Detection annotation records
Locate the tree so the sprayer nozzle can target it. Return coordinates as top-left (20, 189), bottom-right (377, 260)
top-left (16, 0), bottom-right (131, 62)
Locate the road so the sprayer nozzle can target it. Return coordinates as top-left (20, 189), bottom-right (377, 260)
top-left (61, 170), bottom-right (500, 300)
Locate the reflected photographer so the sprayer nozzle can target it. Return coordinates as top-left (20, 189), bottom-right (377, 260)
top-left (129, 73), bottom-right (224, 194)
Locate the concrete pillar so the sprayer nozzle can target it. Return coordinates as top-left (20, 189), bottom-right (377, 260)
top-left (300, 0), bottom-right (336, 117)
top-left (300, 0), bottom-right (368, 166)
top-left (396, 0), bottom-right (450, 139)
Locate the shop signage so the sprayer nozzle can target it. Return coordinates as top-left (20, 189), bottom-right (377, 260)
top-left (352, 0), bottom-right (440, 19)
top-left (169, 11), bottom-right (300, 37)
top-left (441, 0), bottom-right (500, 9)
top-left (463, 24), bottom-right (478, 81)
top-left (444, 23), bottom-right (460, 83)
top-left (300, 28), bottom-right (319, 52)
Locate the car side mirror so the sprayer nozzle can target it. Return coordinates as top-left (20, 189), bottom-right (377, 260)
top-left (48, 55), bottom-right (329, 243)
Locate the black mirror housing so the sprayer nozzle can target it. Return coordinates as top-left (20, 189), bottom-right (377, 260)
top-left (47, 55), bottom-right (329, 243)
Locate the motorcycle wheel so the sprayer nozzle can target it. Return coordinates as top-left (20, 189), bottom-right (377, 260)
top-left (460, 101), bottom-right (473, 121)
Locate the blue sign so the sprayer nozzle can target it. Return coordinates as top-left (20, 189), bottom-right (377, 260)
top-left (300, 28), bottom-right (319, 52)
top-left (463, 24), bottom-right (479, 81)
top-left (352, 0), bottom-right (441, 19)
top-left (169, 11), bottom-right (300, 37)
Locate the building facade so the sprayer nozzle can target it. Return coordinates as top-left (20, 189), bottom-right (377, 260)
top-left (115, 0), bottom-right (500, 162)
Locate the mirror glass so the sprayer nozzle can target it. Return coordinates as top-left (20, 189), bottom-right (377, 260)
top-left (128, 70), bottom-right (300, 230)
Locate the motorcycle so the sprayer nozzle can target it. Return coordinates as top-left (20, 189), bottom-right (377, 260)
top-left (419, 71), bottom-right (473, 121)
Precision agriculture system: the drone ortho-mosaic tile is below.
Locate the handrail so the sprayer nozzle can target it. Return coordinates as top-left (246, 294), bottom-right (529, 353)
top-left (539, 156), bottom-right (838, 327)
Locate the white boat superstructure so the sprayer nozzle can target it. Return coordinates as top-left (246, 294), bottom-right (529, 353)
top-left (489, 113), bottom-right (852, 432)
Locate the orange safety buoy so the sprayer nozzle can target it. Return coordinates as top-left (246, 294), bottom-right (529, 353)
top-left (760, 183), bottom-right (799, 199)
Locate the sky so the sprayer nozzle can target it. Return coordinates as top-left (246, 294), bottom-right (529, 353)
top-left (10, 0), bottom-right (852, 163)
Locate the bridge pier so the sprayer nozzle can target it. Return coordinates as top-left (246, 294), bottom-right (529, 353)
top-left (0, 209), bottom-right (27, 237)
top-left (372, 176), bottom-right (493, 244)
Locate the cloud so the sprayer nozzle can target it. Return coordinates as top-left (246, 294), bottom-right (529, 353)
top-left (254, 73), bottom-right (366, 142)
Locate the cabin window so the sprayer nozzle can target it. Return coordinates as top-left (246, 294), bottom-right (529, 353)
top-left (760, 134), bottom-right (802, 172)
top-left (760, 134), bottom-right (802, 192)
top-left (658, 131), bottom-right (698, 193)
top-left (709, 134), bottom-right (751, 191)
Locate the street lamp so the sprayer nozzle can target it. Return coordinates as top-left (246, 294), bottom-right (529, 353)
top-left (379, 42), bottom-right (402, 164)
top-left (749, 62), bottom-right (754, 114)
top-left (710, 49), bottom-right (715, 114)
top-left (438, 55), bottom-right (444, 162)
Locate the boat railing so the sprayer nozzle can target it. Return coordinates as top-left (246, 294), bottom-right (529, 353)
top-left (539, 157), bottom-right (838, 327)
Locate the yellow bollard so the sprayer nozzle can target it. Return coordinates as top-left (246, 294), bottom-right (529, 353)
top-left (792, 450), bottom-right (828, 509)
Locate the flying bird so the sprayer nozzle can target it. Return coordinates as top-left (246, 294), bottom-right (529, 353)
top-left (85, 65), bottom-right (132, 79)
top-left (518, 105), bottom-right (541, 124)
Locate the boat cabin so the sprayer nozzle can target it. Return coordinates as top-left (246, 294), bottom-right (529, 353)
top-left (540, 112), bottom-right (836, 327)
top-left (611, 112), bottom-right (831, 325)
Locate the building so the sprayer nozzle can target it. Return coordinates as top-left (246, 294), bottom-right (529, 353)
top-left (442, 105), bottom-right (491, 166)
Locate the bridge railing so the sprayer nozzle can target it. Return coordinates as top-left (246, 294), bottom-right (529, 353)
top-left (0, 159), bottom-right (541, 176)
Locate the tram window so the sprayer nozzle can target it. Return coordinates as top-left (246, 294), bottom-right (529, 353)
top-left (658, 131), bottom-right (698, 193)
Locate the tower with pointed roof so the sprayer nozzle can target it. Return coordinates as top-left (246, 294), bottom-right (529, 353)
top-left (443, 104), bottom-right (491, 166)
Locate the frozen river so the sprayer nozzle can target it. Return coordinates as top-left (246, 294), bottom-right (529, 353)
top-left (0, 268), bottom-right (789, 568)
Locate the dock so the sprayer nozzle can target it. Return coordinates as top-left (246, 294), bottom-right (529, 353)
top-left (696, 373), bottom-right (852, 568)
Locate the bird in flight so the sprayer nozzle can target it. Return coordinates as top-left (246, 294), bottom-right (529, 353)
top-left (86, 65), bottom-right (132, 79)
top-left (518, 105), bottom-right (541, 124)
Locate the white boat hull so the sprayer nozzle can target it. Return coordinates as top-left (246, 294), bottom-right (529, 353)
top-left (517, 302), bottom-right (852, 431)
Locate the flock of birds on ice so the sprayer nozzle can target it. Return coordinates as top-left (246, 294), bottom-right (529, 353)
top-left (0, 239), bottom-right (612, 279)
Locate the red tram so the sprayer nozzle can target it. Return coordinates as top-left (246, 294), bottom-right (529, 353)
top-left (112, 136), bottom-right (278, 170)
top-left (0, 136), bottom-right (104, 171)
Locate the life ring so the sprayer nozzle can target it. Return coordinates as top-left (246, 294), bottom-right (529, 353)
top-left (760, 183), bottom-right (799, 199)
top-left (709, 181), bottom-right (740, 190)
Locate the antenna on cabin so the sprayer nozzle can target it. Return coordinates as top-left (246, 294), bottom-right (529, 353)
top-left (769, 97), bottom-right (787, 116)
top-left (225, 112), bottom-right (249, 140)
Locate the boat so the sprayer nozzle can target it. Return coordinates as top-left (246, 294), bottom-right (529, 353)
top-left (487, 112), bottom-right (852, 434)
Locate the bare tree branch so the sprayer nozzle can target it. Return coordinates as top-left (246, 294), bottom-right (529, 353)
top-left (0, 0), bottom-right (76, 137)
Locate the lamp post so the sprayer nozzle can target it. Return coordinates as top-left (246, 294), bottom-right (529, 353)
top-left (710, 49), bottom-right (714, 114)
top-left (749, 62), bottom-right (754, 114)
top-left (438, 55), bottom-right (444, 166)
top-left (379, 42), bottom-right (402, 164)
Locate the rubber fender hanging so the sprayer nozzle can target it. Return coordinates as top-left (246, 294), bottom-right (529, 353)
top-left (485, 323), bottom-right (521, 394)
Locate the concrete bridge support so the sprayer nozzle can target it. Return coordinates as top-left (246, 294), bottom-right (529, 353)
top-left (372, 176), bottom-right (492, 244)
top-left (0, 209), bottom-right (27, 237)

Written task
Begin at the line of the material that has "Locate the bird" and stop after the line that has "top-left (0, 239), bottom-right (612, 279)". Write out every line in that span again, scaling each coordinate in the answers by 1.55 and rounding to whole numbers with halves going up, and copy all other lines unchanged.

Result below
Locate the bird in flight so the sprayer nozzle can target it. Return coordinates as top-left (246, 294), bottom-right (529, 353)
top-left (133, 101), bottom-right (205, 122)
top-left (803, 163), bottom-right (839, 192)
Locate the white boat hull so the sprayer nozzle can target it. Return coordinates as top-left (246, 294), bottom-right (529, 353)
top-left (801, 468), bottom-right (1321, 668)
Locate the flock of birds on ice so the sprayer nozzle can target it. Return coordinates as top-left (246, 294), bottom-right (529, 353)
top-left (0, 370), bottom-right (949, 432)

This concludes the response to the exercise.